**Document excerpt:**
• • • •

# Stone Temple Pilots - Regina, SK



## gtone (Nov 1, 2009)

A good show, but somewhat sparse crowd. Was really surprised to see empty seats for a big name like STP, but guess there was a lot goin' on in this flatland city tonight. DeLeo brothers were in fine form and Weiland looked clean and sober and sounded like '93 all over again. Played the usual array of hits from their various albums - covered all the expected highlights. Pretty entertaining mosh pit - some good laughs to be had watching the goings on there!


----------



## rockstar93 (Nov 11, 2009)

I saw the Hamilton show on Wednesday, and I agree. Though, I expected more from Weiland, he wasn't as, for lack of a better word, happy? He wasn't quite as active as I expected and didn't look as though he had as much fun as the Deleo's.

But they still put on an amazing show. I got gates, which surprised me a bit. I came about an hour before the show started and we counted 72 people. It didn't start to fill up until half way through the opening band. And it wasn't the biggest venue either.

Overall, it was great, and I'd definitely go again. It seems I saw them at the right time, they just postponed the rest of their tour til next year.


----------



## 5ronins (Jun 17, 2009)

was front row center for the halifax show last night, band was really tight scott seemed happy there too , very composed owned his space.

• • • •

**Exercise instructions:**
List the username and post date of every poster in the Stone Temple Pilots concert thread above.

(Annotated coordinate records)
• • • •

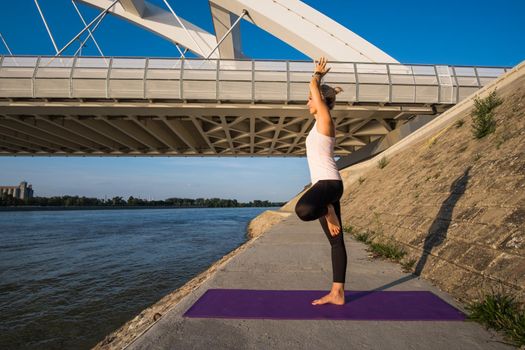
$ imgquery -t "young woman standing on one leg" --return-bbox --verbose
[295,57,347,305]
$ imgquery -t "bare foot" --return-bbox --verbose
[312,291,345,305]
[325,204,341,236]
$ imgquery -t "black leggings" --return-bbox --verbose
[295,180,346,283]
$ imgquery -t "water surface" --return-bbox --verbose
[0,208,275,349]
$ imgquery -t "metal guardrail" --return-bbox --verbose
[0,56,511,104]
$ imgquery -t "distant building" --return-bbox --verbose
[0,181,33,199]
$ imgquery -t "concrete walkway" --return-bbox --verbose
[127,214,513,350]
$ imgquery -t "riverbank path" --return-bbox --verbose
[127,213,513,350]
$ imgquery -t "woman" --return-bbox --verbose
[295,57,346,305]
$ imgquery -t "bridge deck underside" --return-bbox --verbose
[0,101,438,157]
[0,56,507,156]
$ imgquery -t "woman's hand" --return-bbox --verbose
[314,56,330,78]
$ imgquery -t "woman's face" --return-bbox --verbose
[306,94,317,115]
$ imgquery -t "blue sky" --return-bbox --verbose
[0,0,525,201]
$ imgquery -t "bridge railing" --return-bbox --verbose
[0,56,510,104]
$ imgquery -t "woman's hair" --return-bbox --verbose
[320,84,343,109]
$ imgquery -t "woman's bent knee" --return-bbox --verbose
[295,202,317,221]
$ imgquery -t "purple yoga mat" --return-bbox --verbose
[183,289,465,321]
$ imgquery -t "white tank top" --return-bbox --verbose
[306,120,341,185]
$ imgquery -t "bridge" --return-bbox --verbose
[0,0,509,157]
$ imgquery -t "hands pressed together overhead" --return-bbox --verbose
[314,56,330,79]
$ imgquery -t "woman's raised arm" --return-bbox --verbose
[310,57,335,137]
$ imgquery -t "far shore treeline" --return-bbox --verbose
[0,193,285,208]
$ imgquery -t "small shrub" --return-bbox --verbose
[370,243,406,261]
[454,119,465,128]
[471,90,503,139]
[472,153,481,162]
[496,130,511,149]
[466,291,525,346]
[458,145,468,153]
[377,157,388,169]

• • • •

**Reply:**
- gtone (Nov 1, 2009)
- rockstar93 (Nov 11, 2009)
- 5ronins (Jun 17, 2009)